THE TASK: Check every line below for the string "tree", and copy the lines that contain it.

RECORDS:
* * * * *
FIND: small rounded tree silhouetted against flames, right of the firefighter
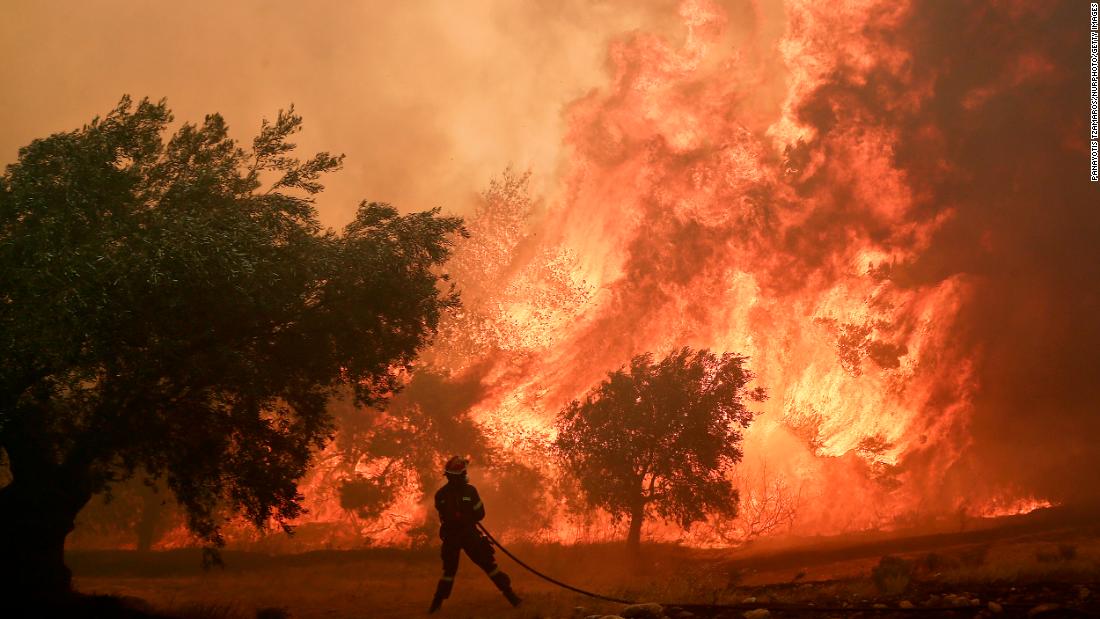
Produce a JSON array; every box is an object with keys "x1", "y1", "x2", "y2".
[{"x1": 554, "y1": 347, "x2": 766, "y2": 550}]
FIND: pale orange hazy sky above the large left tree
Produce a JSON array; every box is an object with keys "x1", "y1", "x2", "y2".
[{"x1": 0, "y1": 0, "x2": 674, "y2": 225}]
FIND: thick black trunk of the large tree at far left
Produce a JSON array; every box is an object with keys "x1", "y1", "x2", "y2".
[{"x1": 0, "y1": 470, "x2": 91, "y2": 600}]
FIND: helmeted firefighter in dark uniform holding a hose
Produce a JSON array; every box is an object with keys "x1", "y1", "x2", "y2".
[{"x1": 428, "y1": 455, "x2": 520, "y2": 612}]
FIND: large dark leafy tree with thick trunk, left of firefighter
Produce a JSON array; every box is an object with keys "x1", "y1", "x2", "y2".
[{"x1": 0, "y1": 98, "x2": 462, "y2": 593}]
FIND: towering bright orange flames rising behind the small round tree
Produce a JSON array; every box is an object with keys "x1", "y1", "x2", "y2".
* * * * *
SOLUTION FOR THIS PROBLEM:
FIND: small rounded tree silhouetted against flames, right of the firefighter
FIND: pale orange hazy sky above the large left tree
FIND: thick black trunk of the large tree at far left
FIND: large dark leafy tree with thick trunk, left of firefighter
FIND: towering bright orange flames rising behind the small round tree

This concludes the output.